Problems:
1. In the spring problem, what do these come to?
(a) What is the spring constant?
(b) What is the natural length of the spring?
(c) Which option is marked correct?
2. Can you resume the spring problem's solution and carry it on from its last sentence?

Page excerpt:
[start]

Question

One end of a massless spring of spring constant $100N/m$ is fixed at the centre of a frictionless horizontal table and the other end is connected to a body of mass $7kg$ lying on the table at rest. The spring has a natural length of $2m$. If the spring remains horizontal and mass is made to rotate at an angular speed of $1rad/s$, then find the elongation in the spring, assuming the elongation to be small compared to the natural length of the spring.

• A. $14cm$
• B. $3.5cm$
• C. $35cm$
• D. $1.4cm$

Answer 1

The correct option is A $14cm$

When the body is rotating in a horizontal circular path, then the spring undergoes elongation to provide the required centripetal force for the body.

[end]

Record set:
[start]

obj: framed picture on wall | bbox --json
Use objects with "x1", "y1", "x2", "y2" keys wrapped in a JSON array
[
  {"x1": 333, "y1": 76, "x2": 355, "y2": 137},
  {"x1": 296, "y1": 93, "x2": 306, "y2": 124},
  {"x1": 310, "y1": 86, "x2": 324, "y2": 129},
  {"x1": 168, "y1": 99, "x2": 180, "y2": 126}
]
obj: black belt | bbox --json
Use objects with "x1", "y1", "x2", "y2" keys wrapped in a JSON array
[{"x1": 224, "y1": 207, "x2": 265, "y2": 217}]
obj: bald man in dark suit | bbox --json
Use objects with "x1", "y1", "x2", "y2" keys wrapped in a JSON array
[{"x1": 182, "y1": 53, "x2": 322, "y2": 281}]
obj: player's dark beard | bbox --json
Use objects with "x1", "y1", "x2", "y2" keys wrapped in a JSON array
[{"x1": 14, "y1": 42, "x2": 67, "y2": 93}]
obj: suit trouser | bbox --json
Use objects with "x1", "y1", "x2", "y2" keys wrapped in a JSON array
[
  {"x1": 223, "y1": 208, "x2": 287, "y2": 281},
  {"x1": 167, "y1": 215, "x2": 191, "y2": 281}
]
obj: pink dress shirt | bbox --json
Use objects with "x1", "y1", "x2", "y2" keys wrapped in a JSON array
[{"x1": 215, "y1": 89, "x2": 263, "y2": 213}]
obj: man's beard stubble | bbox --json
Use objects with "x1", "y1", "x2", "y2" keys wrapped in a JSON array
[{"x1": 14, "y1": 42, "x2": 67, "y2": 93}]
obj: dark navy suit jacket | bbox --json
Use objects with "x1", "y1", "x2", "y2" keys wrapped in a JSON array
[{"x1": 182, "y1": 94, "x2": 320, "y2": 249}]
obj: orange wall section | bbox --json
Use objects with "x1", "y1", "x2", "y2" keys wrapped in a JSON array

[end]

Responses by task:
1.
(a) 100 N/m
(b) 2 m
(c) Option A, 14 cm

2.
Applying the equation of circular motion along radial direction
$F_{net}=mr{\omega }^2$ .....(1)

Now let us assume the extension in spring as $x$ metres.
$\therefore$ Spring force $F_{spring}=kx$

$\Rightarrow kx=mr{\omega }^2$ ....(2)

Substituting $m=7kg,\omega =1rad/s$
$r=$ natural length of spring $=2m$ in equation (2)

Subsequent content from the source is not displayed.